Di Lumbung yang sunyi Ayi bersembunyi sampai waktunya pulang ke rumah, di satu sisi sebelumnya, Temenggung Dayak Karangan sudah bersepakat dengan orang Tionghua pemilik warung untuk mengutus seseorang ke rumah Demang Karangan (rumah dinas Ayi) untuk bertemu Nyai (Mas Sahora) menyampaikan perihal Ayi dan singkat kata meminta kepada istri Demang Karangan (Nyai Mas Sohara) agar tidak mencari Demang (Ayi) dulu hingga waktunya sudah aman, Ayi akan diantar pulang ke rumah lagi ....
 
Sebuah pelajaran yang patut diambil dari kisah ini bagi kami, seandainya Ayi dikhianati atau dilaporkan Temenggung Dayak dan orang Tionghua pemilik warung yang cukup besar di Karangan saat itu, mungkin Ayi juga akan terbunuh bersama puluhan ribu tokoh tokoh penting yang jadi target Genoside Tentara Jepang di Kalbar saat itu.... Tapi mereka justru membantu Ayi saat itu.... AYI IBRAHIM TERSELAMATKAN....

•••••

(Soal A):
Ringkas kisah Ayi di atas dalam dua kalimat.
(Soal B):
Tolong lanjutkan kisah Ayi di atas mulai setelah kalimat terakhirnya.
Baris data ini merupakan bahan tersendiri yang terpisah dari kisah Ayi di atas.

(Baris Data):
•••••

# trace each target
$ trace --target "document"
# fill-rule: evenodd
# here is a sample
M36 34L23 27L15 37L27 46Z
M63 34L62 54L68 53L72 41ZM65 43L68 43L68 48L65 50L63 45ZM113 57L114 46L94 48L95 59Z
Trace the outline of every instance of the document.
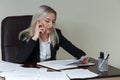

•••••

(Jawaban A):
Ayi bersembunyi di sebuah lumbung yang sunyi, sementara Temenggung Dayak Karangan dan seorang pemilik warung Tionghua sepakat mengutus seseorang ke rumah Demang Karangan untuk meminta istri Demang agar tidak mencari Ayi sampai keadaan aman dan Ayi diantar pulang. Keduanya memilih membantu Ayi alih-alih mengkhianati atau melaporkannya, sehingga Ayi Ibrahim terselamatkan dari genosida Tentara Jepang di Kalbar yang menargetkan puluhan ribu tokoh penting.

(Jawaban B):
 
Kebayang pula saat itu, jika saja Ayi Ibrahim jadi korban Tragedi Mandor Berdarah (28 Juni 1944) mungkin kami tidak akan lahir, sepupu kami juga tidak akan lahir dan hidup sampai saat ini...
 
Karena Umak kami (Mas Djusnawati) baru lahir di Sintang tahun 1951 dan ada tiga orang adiknya juga lahir setelah itu (Ade Muhammad Husni dan Mas Sudarmiwati, dan yang lainnya meninggal dunia dalam usia 4 tahun) ...
 
Dari tempat tugas jauh di Karangan Mempawah Hulu, Ayi Ibrahim beberapa tahun sebelum Umak lahir sudah pulang pulang lagi bertugas di Sintang, Abang kami yang tertua yang sempat bertemu dan bermain dengan Ayi Ibrahim sebelum beliau wafat.
 
Pilu.... Jika mengingat mengulang kisah yang terekam dalam otak, terngiang hawa Amarah Marhum Ama saat bercerita.... "AYI ACHYAN TERBUNUH, AYI IBRAHIM TERSELAMATKAN"....
 
*kutitip kisah ini disini agar semua saudara Juriat Ayi Achyan Bin Pangeran Suryanata bin Sultan Ade Muhammad Yasin Pangeran Ratu Adipati Muhammad Djamaludin dan Ayi Ibrahim Bin Pangeran Temenggung Setia Agama Bin Sultan Ade Muhammad Yasin Pangeran Ratu Adipati Muhammad Djamaludin mengingat kisah ini pula...... Alfatihah.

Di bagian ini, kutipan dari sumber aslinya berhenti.